• [TEXT PROVIDED]
====
The orchestra has a new work in its book which it commissioned in 2020 to say exactly that. Valerie Coleman’s Seven O’Clock Shout – an instrumental song of praise to healthcare workers with some vocal cheering from the players at its climax – sounded less like Count Basie’s One O’Clock Jump and more like Aaron Copland, but sat well in what was a nicely-constructed programme.

It began with Rossini’s Overture to The Thieving Magpie and concluded with the closing movement of Beethoven’s 7th Symphony, preceded by another new work, Fate Now Conquers by Carlos Simon. Also a little Copland-esque, it was drawn from a number of responses to the work of Beethoven written to sit alongside a cycle of the symphonies, and this swift tour through the American orchestra’s recent projects also found room for the “Juba Dance” third movement of Florence Price’s First Symphony, which the orchestra had played in the Usher Hall the previous evening.
====
• [DATASET]
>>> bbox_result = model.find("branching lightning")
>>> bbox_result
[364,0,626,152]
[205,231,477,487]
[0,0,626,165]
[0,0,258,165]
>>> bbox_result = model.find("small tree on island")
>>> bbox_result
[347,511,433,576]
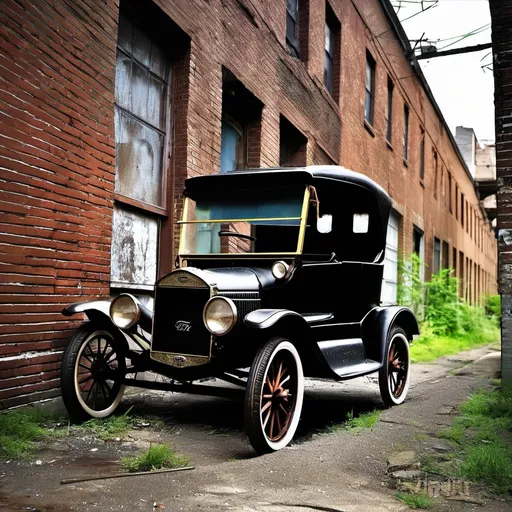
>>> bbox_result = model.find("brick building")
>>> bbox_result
[489,0,512,384]
[0,0,496,408]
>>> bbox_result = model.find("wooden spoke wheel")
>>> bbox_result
[379,327,410,406]
[61,322,126,421]
[245,338,304,453]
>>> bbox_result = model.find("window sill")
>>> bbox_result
[364,119,375,137]
[114,193,168,217]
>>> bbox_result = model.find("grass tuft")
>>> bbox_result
[439,390,512,493]
[411,328,499,363]
[326,409,382,434]
[73,413,135,441]
[395,492,434,509]
[121,444,189,473]
[0,407,60,459]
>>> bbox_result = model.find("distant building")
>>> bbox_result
[0,0,497,408]
[455,126,497,228]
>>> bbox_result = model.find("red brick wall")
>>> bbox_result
[0,0,495,408]
[489,0,512,385]
[0,0,117,407]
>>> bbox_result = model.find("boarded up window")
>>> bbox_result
[111,16,169,290]
[115,17,168,207]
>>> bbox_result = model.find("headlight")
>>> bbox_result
[110,293,140,329]
[272,261,290,279]
[203,297,238,336]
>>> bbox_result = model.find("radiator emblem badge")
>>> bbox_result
[174,320,192,332]
[172,356,188,366]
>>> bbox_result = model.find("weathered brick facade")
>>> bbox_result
[490,0,512,383]
[0,0,496,408]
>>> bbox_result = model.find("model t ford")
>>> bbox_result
[61,166,418,453]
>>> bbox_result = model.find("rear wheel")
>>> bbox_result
[60,322,126,421]
[379,326,410,407]
[245,338,304,454]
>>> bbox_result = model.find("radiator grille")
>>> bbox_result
[222,292,261,322]
[151,287,211,357]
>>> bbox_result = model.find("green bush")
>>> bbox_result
[397,254,425,319]
[397,260,501,362]
[425,269,461,336]
[485,295,501,325]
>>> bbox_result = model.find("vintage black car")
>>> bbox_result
[61,166,418,453]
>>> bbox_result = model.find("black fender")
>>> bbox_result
[244,309,331,376]
[361,306,420,364]
[62,299,112,322]
[244,309,309,329]
[62,296,153,333]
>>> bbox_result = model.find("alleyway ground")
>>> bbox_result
[0,347,512,512]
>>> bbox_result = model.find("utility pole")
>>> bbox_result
[489,0,512,385]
====
• [GIVEN INSTRUCTION 1]
In the concert review, which piece opened the program?
• [GIVEN INSTRUCTION 2]
Summarize the concert review in two sentences.
• [GIVEN INSTRUCTION 3]
Pick up the concert review from where it stops.
The lines above are separate material from the concert review.

• [TASK OUTPUT 1]
Rossini's Overture to The Thieving Magpie opened the program.

• [TASK OUTPUT 2]
The orchestra played Valerie Coleman's Seven O'Clock Shout, a work it commissioned in 2020 as an instrumental song of praise to healthcare workers, and it fit well in a nicely constructed program. That program began with Rossini's Overture to The Thieving Magpie and ended with the closing movement of Beethoven's 7th Symphony, and it also included Carlos Simon's Fate Now Conquers and the "Juba Dance" third movement of Florence Price's First Symphony.

• [TASK OUTPUT 3]
Their recording of Price, as Nezet-Seguin cheerfully boasted, won the orchestra a Grammy, and at the heart of the afternoon’s music was another Grammy award-winner, soprano Angel Blue, whose selection of songs included Gershwin’s bluesy lullaby, Summertime, from that Porgy and Bess recording. It was bracketed by Harold Arlen’s Over the Rainbow from the Wizard of Oz and two of Puccini’s best-known arias, O Mio Babbino Caro from Gianni Schicchi, and Vissi d’arte from Tosca.

It was really only a cameo appearance by the opera singer, who was last on a main stage at the Festival in Olga Neuwirth’s American Lulu almost a decade ago, but it won the most vociferous acclaim of the 75thFestival’s largest audience.